**What the task requires**
Return each line of the data below exactly, omitting any pictures.

◆ ◆ ◆ ◆

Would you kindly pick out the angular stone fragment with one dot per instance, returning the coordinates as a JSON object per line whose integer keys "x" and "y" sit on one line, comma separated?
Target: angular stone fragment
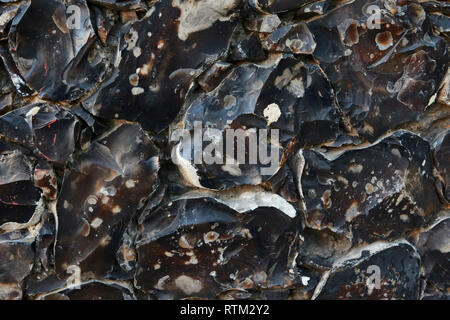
{"x": 56, "y": 57}
{"x": 264, "y": 24}
{"x": 16, "y": 261}
{"x": 51, "y": 130}
{"x": 295, "y": 39}
{"x": 199, "y": 247}
{"x": 263, "y": 108}
{"x": 270, "y": 6}
{"x": 442, "y": 160}
{"x": 158, "y": 58}
{"x": 101, "y": 192}
{"x": 434, "y": 246}
{"x": 382, "y": 271}
{"x": 378, "y": 192}
{"x": 18, "y": 195}
{"x": 93, "y": 290}
{"x": 385, "y": 68}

◆ ◆ ◆ ◆

**Task answer**
Would you kindly pick out the angular stone fragment with one dot per instance, returning the coordinates as a JSON object per line whose integer keys "x" and "y" sit on one line, comma separated?
Target: angular stone fragment
{"x": 56, "y": 57}
{"x": 264, "y": 24}
{"x": 16, "y": 261}
{"x": 51, "y": 130}
{"x": 295, "y": 39}
{"x": 199, "y": 247}
{"x": 263, "y": 108}
{"x": 270, "y": 6}
{"x": 442, "y": 160}
{"x": 158, "y": 58}
{"x": 101, "y": 192}
{"x": 434, "y": 246}
{"x": 382, "y": 271}
{"x": 378, "y": 192}
{"x": 18, "y": 195}
{"x": 93, "y": 290}
{"x": 385, "y": 68}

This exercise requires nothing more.